## OBJECTIVE:
Copy the lines of the listing from its first line through the line with "[217,4,311,70]", swapping "exercise bike" for "stationary bike" and leaving everything else unchanged.

Stored items from a collection
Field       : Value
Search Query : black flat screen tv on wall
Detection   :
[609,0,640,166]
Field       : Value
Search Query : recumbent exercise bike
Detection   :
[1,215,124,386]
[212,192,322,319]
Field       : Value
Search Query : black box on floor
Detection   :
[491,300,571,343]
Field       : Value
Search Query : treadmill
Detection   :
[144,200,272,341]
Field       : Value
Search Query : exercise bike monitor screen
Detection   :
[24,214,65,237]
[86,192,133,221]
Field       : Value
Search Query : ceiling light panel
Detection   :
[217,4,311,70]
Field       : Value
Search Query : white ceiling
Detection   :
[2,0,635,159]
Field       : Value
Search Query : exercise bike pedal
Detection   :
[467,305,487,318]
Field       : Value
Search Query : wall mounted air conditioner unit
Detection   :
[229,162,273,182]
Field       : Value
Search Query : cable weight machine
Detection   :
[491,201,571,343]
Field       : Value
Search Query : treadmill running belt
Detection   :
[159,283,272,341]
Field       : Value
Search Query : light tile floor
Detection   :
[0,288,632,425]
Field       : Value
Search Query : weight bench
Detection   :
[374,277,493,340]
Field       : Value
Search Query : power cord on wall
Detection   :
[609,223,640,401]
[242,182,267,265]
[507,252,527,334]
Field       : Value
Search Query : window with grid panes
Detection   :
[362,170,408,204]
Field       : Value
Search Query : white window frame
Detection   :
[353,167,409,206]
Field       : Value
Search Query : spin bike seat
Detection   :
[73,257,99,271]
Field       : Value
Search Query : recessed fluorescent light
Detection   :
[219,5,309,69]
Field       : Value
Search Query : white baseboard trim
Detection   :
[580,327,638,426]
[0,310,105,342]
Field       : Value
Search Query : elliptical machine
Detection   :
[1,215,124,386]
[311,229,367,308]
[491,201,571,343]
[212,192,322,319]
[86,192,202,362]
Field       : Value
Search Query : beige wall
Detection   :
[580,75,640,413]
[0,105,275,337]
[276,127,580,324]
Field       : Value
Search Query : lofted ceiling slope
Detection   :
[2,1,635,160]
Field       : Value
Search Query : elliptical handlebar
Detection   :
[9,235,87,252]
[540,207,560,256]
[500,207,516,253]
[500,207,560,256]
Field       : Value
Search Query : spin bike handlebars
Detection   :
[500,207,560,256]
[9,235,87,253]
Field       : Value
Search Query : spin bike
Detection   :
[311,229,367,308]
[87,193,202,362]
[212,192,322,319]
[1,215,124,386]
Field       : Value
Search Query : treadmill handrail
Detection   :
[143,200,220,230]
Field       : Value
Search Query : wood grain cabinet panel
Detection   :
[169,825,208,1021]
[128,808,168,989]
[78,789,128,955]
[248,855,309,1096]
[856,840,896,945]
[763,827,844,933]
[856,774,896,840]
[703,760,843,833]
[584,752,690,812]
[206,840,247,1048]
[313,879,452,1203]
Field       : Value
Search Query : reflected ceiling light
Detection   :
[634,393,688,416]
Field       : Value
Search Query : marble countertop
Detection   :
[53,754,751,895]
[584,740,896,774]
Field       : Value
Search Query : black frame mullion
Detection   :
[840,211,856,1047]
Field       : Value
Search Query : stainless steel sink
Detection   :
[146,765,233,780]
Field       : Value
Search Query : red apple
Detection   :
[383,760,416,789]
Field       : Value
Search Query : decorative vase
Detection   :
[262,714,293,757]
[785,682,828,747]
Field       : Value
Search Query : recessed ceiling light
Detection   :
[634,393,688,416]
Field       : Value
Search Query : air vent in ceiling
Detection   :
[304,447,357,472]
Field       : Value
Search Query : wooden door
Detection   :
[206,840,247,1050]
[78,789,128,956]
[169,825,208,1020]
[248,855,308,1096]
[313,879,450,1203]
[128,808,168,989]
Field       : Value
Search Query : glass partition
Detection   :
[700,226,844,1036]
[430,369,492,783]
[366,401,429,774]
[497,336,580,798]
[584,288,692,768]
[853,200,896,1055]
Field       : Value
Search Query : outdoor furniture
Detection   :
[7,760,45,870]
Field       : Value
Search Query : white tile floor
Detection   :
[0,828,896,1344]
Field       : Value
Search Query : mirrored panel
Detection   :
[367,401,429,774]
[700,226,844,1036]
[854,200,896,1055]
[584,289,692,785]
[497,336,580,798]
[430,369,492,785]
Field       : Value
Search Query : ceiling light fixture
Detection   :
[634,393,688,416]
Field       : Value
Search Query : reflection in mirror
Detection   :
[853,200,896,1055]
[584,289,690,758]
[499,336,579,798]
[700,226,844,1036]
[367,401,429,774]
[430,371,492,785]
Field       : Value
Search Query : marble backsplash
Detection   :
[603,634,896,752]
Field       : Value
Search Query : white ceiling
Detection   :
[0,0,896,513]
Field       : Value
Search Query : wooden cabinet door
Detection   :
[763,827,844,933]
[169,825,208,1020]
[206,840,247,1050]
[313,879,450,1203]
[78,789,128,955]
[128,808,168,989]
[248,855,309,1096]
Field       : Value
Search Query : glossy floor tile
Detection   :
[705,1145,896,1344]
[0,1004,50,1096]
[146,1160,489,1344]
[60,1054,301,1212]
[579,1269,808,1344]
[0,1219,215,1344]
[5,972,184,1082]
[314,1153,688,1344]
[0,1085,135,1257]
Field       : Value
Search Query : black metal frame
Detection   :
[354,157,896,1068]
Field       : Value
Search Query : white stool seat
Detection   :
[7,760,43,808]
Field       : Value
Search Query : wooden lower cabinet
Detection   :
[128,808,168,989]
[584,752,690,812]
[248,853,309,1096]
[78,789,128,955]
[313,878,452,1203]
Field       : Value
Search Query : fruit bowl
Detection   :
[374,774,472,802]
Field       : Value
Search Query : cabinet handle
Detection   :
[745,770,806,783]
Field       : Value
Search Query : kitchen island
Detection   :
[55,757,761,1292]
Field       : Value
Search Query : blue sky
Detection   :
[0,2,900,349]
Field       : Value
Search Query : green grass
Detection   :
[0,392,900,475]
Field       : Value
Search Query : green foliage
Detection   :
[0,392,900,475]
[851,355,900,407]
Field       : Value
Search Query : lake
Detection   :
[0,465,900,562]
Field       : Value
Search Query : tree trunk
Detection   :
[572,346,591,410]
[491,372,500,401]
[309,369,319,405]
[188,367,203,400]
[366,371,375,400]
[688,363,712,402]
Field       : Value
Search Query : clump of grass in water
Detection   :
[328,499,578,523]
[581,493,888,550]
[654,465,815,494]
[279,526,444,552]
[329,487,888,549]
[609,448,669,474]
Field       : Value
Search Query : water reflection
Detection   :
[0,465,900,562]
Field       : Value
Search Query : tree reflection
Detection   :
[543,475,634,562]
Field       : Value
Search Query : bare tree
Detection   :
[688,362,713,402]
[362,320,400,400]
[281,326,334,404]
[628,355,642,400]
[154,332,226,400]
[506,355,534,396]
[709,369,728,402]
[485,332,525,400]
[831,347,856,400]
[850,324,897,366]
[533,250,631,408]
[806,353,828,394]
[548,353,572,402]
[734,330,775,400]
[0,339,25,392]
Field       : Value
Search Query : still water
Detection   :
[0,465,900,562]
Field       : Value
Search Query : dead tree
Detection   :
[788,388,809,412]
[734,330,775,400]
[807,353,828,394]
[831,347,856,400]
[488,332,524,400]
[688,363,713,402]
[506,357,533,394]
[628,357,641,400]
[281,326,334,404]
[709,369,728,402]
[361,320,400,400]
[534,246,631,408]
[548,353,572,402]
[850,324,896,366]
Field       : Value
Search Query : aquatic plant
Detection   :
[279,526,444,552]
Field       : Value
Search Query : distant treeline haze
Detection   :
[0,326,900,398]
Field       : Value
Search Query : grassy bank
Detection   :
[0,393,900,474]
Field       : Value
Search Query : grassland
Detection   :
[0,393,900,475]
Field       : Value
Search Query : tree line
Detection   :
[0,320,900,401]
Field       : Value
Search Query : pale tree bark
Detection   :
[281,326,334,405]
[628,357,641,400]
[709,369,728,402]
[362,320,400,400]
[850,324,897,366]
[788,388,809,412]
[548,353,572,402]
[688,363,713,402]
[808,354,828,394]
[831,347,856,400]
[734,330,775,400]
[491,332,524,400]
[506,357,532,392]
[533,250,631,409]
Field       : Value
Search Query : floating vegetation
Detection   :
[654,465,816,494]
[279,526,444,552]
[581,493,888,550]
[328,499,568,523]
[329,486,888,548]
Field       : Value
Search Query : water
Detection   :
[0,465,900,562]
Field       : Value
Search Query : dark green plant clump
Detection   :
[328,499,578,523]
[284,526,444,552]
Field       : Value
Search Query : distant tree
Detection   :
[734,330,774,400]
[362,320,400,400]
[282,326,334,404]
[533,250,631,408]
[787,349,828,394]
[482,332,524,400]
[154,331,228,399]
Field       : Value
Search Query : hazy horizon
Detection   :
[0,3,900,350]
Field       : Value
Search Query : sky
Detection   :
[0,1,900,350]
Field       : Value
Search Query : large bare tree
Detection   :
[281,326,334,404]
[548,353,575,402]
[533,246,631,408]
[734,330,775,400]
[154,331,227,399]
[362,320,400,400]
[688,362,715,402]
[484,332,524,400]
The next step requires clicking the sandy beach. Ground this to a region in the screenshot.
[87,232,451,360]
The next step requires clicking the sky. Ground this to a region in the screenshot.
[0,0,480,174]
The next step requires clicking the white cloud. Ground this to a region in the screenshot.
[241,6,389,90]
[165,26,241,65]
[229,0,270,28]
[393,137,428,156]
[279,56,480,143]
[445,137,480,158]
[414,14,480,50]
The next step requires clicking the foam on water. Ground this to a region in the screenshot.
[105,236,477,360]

## THE ANSWER:
Field       : Value
Search Query : black flat screen tv on wall
Detection   :
[609,0,640,166]
Field       : Value
Search Query : recumbent stationary bike
Detection   :
[1,215,124,386]
[212,192,322,319]
Field       : Value
Search Query : black box on floor
Detection   :
[491,300,571,343]
Field       : Value
Search Query : treadmill
Detection   :
[144,200,272,341]
Field       : Value
Search Query : stationary bike monitor screen
Detection   :
[24,214,65,237]
[86,192,133,221]
Field       : Value
Search Query : ceiling light panel
Detection   :
[217,4,311,70]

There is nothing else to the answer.